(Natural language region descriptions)
..........
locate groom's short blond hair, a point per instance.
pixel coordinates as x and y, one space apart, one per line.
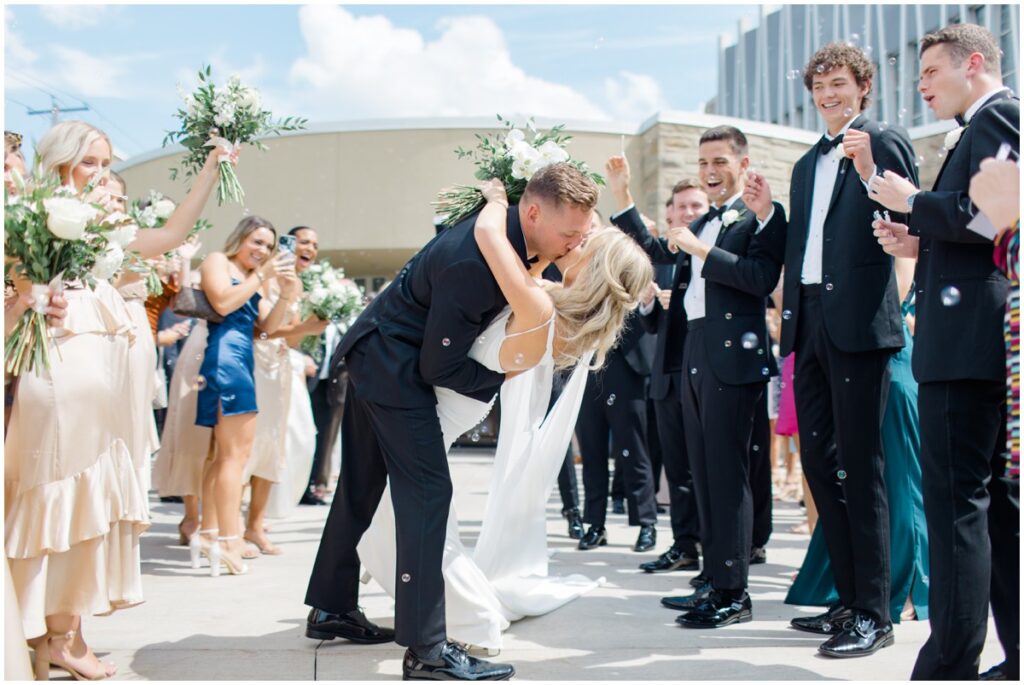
562 183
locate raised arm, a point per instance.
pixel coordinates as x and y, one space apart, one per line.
528 301
155 242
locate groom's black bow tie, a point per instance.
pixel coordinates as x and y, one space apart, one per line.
825 145
716 213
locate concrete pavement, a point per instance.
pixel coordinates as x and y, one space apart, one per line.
194 627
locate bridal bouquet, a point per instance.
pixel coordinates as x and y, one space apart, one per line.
51 236
513 160
224 117
330 296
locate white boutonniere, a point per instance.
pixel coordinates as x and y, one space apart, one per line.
952 137
730 217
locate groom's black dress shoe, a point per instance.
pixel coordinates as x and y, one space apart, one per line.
860 636
689 602
674 559
718 611
829 623
352 627
576 522
453 664
596 537
646 539
998 672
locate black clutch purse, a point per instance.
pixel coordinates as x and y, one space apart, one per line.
193 302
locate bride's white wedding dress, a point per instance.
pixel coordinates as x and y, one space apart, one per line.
505 578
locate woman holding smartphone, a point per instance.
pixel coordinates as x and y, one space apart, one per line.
233 281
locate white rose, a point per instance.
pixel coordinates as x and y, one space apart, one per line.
123 237
730 217
109 262
68 217
952 137
318 294
163 208
514 136
249 99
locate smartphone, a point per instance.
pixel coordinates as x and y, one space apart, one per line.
287 244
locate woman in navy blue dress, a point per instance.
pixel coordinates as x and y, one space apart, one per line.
233 282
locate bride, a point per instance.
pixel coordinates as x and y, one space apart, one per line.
547 326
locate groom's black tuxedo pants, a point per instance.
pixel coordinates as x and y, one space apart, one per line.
407 445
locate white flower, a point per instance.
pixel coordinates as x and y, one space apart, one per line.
730 217
952 137
109 263
514 136
249 99
123 237
67 217
163 208
318 294
552 153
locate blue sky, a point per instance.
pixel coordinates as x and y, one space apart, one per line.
337 62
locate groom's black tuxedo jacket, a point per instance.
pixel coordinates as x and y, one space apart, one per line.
964 341
418 332
861 307
739 273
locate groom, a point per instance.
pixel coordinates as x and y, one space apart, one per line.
414 336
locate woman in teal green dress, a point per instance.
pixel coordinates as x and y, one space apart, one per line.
815 585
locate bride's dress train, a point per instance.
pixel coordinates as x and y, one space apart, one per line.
505 578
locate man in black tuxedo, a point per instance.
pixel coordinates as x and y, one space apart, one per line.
842 318
614 402
687 203
973 510
414 336
726 362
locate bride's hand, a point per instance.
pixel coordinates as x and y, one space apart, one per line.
494 190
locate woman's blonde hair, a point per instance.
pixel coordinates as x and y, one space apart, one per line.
65 145
247 225
592 309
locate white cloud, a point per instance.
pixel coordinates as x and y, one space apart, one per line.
367 67
634 96
73 16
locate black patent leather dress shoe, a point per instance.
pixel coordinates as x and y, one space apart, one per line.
759 555
646 540
595 537
699 580
829 623
860 637
310 499
674 559
997 672
576 522
718 611
353 627
689 602
454 664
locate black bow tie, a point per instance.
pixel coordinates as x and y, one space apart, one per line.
715 213
825 145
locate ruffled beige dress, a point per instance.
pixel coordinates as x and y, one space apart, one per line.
74 504
142 370
273 386
184 446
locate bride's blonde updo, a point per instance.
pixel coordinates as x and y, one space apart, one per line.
592 310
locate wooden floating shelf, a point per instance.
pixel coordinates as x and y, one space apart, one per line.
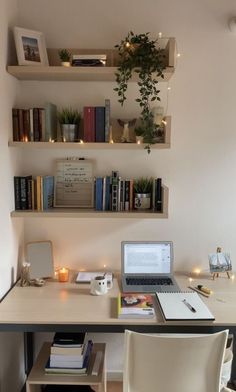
55 72
91 213
86 213
86 146
85 74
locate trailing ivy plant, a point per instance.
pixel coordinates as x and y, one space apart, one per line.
140 54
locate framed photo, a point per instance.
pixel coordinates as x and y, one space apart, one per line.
219 262
74 183
30 47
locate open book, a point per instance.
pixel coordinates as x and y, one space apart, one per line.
183 306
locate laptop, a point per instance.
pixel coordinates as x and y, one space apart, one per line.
146 266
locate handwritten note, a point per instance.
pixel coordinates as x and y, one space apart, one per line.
74 183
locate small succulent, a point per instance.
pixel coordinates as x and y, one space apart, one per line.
143 185
69 116
64 55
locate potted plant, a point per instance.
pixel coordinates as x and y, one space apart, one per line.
69 120
65 56
140 54
142 193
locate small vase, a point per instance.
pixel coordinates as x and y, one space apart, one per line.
139 139
65 63
69 132
142 201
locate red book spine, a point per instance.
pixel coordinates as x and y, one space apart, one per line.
89 124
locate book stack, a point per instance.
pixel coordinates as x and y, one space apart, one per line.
97 123
89 60
113 193
34 193
70 354
35 124
135 305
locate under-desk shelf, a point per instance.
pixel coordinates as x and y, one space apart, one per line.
38 377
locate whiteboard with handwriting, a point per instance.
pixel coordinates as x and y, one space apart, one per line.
74 183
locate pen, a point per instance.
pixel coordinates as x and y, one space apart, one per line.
189 306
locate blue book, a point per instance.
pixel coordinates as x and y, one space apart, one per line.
108 193
107 119
50 122
48 192
100 124
98 193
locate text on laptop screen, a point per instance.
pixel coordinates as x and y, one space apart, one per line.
147 258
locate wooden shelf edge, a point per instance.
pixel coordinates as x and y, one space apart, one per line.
59 73
72 213
87 146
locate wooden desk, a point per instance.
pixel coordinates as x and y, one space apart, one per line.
70 307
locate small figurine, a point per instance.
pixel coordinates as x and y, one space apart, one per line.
125 138
219 262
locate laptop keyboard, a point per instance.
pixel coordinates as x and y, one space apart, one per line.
149 281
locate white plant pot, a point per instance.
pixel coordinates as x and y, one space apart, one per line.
65 63
69 132
142 201
139 139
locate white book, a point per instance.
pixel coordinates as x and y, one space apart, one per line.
183 306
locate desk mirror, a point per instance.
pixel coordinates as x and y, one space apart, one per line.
40 256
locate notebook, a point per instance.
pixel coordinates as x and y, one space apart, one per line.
183 306
146 266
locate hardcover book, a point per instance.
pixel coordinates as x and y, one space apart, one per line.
135 305
89 124
100 124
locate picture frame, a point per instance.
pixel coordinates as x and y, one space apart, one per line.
74 183
39 255
30 47
219 262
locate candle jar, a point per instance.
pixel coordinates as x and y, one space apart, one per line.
63 275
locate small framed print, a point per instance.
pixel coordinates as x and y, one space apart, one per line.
74 183
30 47
219 262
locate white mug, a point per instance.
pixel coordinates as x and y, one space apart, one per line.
100 285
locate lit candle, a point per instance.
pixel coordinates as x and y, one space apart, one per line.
63 275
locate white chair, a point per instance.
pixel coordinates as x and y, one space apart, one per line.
155 363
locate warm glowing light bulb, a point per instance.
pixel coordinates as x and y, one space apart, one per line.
197 271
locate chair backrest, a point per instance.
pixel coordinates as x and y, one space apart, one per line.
155 363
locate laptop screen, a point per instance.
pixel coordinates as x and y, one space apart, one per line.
147 257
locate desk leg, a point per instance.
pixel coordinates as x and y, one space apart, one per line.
28 350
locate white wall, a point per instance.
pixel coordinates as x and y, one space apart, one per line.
200 168
11 232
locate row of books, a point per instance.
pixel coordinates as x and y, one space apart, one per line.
35 124
34 193
97 123
70 354
112 193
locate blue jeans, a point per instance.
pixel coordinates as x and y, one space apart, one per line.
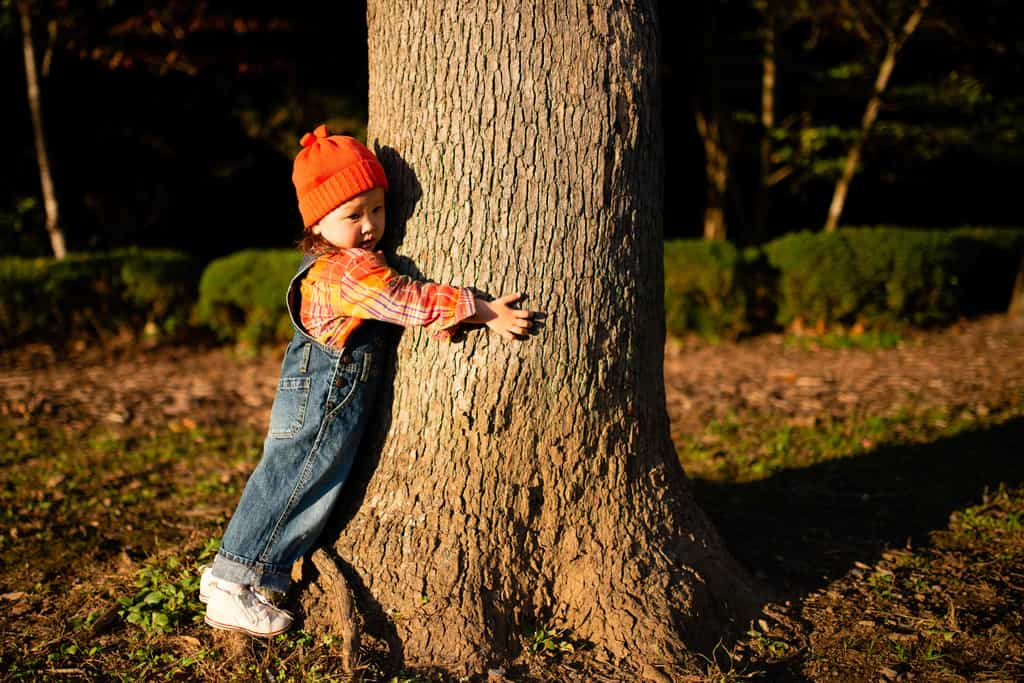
..........
WHAT IS EXPECTED: Retype the data above exactly. Leave the pictures out.

RESPONSE TO THIS TASK:
locate groom's short blond hair, a point per instance.
pixel coordinates as x and y, one space apart, one per line.
562 183
locate raised arm, a point per instance.
pixel coordinates as x and y, one space apart, one per line.
528 301
155 242
locate groom's black bow tie, a point per instance.
pixel coordinates as x and y, one space apart, one per line.
825 145
716 213
locate concrete pavement, a point per instance.
pixel coordinates as x and y, one space apart, one per line.
194 627
locate bridal bouquet, a point per instance.
pixel coordinates as x and y, one space apart, one per line.
51 236
513 160
224 117
330 296
locate white boutonniere, a point per instance.
pixel coordinates as x and y, one space apart, one per line.
952 137
730 217
locate groom's black dress shoe, a point per instance.
pixel coordinates as x and y, one space apart, one per line.
860 636
689 602
674 559
718 611
829 623
352 627
576 522
453 664
596 537
646 539
998 672
locate black clutch purse, a point per instance.
pixel coordinates as x and y, one space apart, one per line.
193 302
locate bride's white wedding dress, a point per instance.
pixel coordinates as x and y, one space apart, one per line.
505 578
locate woman holding smartphone, a point per instance.
pixel coordinates as x and y, one space apart, one per line.
233 281
locate white rose, a point per instance.
pixel coordinates as x and y, one space apart, one per line.
123 237
730 217
109 262
68 217
952 137
318 294
163 208
514 136
249 99
locate smartphone, a point per instance.
pixel coordinates as x and y, one space apart, one per line.
287 244
locate woman in navy blue dress, a point per instance.
pixel coordinates as x and y, one space apart, one per line.
233 282
locate bride, a point per instance.
pixel coordinates as x and y, one space apart, one per line.
547 326
locate groom's black tuxedo pants, a point per instance.
pixel coordinates as x and y, one space apart, one per line.
407 445
locate white flower, a point per instance.
pixel coordinates as x and y, one space apart, one per line.
730 217
952 137
109 263
514 136
249 99
123 237
67 217
163 208
318 294
552 153
locate blue sky, a point per instance.
pixel coordinates as x and y, one space apart, one per line.
337 62
locate groom's black tuxedo jacket, a point per instance.
pixel coordinates as x and y, one space apart, one per line.
964 341
418 332
861 307
739 273
locate groom, a point per instance.
pixel coordinates as x and y, one space apart, one per line.
414 336
locate woman in teal green dress, a point per instance.
pixel coordinates as x and y, one space apart, one per line.
815 585
locate bride's dress train, a point per instance.
pixel coordinates as x and y, one space apart, one per line.
505 578
locate man in black tuxedo, a point per instance.
pixel coordinates as x and y, one space apart, one per line.
842 318
614 402
687 203
973 510
414 336
726 362
locate bride's hand, a point per instance.
pixel coordinates as x and y, one space apart, one per line.
494 190
locate woman's blonde hair, a point per instance.
pixel coordinates as x and y, one space apart, one per line.
65 145
247 225
592 309
locate white cloud, a point per instance.
pixel coordinates as x and y, one space apart, one per line.
367 67
634 96
73 16
locate black patent leather dress shoe, a point per instance.
pixel coordinates as x and y, one space apart, one per line.
759 555
646 540
595 537
699 580
829 623
860 637
310 499
674 559
997 672
576 522
718 611
353 627
689 602
454 664
locate black bow tie, a point per instance.
pixel coordinates as x and y, one space apart, one per line.
715 213
825 145
locate ruffled beige dress, a point per instance.
pixel coordinates as x and y, one space apart, one per line.
74 504
142 370
273 386
184 446
locate bride's blonde updo, a point per instance.
pixel coordinates as x and y, one space apart, one per line.
592 310
locate wooden floating shelf, a point per instance.
pixel coordinates as x and y, one space apart, one per line.
55 72
91 213
86 213
86 146
85 74
locate trailing ivy plant, a point per instance.
pixel coordinates as x and y, one space apart, one per line.
140 54
locate framed photo, a point per instance.
pixel coordinates as x and y, one space apart, one per line.
219 262
74 183
30 47
locate open book, a point per instance.
pixel coordinates as x and y, one space apart, one per line.
183 306
locate laptop, a point per instance.
pixel coordinates as x and y, one space apart, one per line.
146 266
locate handwritten note, a point per instance.
pixel coordinates as x and y, one space apart, one per line.
74 183
locate small succulent, a point per instance.
pixel coordinates as x and y, one space apart, one per line.
143 185
69 116
64 55
locate potted plant, a point per instance.
pixel coordinates as x and y, one space apart, one per line.
69 120
65 56
140 54
142 193
locate small vase, a point per instance.
pixel coordinates as x and y, one space apart, one per line.
139 139
65 63
69 132
142 201
locate red book spine, a point per instance.
pixel coordinates as x and y, one space apart, one per line.
89 124
locate book stack, a point per instance.
pixel coordinates as x and y, one space apart, one per line.
97 123
89 60
113 193
34 193
70 354
35 124
135 305
locate under-desk shelf, a point per instance.
pixel coordinates as x and y, one space apart, one per line.
38 377
locate whiteboard with handwriting, a point per instance.
pixel coordinates as x and y, one space apart, one per line.
74 183
locate pen, a point per instance.
pixel coordinates as x and y, one space apart, one per line.
189 306
locate blue book, a point per instance.
pixel coordinates as x and y, one space apart, one per line.
108 193
107 119
50 122
48 192
100 124
98 193
locate text on laptop screen, a point per instance.
pixel coordinates as x and y, one space apart, one per line.
147 258
locate wooden shelf edge, a point per instance.
pixel coordinates as x and y, one space apart, one per line.
59 73
72 213
87 146
locate wooden desk, a point per instance.
pixel coordinates as x and y, one space apart, one per line.
70 307
locate small figurine, a point per instance.
pixel coordinates as x and y, one space apart, one per line.
125 138
219 262
locate laptop keyboard, a point per instance.
pixel coordinates as x and y, one space apart, one per line.
149 281
locate white plant pot, a point per instance.
pixel coordinates as x and y, one space apart, one per line.
65 63
69 132
142 201
139 139
locate white book, a point per instance.
pixel coordinates as x and y, one space apart, one per line.
183 306
locate desk mirror, a point per instance.
pixel coordinates as x and y, one space apart, one per line.
40 256
locate notebook, a point per instance.
pixel coordinates as x and y, one space apart, one per line.
183 306
146 266
locate hardcover book, a point per instance.
pixel coordinates as x and y, one space apart, one per line.
135 305
89 124
100 124
locate picture frame, a point per instance.
pixel coordinates as x and y, one space apart, one per line.
74 183
39 255
30 47
219 262
locate candle jar, a point per instance.
pixel coordinates as x and y, one space apart, one per line.
63 275
locate small framed print, a point per instance.
pixel coordinates as x and y, one space apart, one per line.
74 183
30 47
219 262
locate white mug, a point per instance.
pixel coordinates as x and y, one space apart, one per line.
100 285
locate lit candle, a point per instance.
pixel coordinates as x and y, one space apart, one per line.
63 275
locate white chair, a point per instance.
pixel coordinates as x and y, one space apart, one per line.
155 363
locate warm glowing light bulb, a point per instance.
pixel coordinates as x and y, one space apart, one per line.
197 271
locate chair backrest, a point per instance.
pixel coordinates as x and y, one space apart, one per line.
155 363
locate laptop screen, a point per instance.
pixel coordinates as x and y, one space apart, one per line.
147 257
locate desk leg, a point per instance.
pixel coordinates as x and y, one space apart, one per line.
28 350
locate white wall, a point per instance.
pixel coordinates as x and y, one space apart, one per line.
200 168
11 232
locate row of books, a point per instance.
pixel coordinates as x and y, one space apart, one per line.
35 124
34 193
97 123
70 354
112 193
locate blue jeans, a point per instance.
pixel coordinates as x and y, one space apart, one per line.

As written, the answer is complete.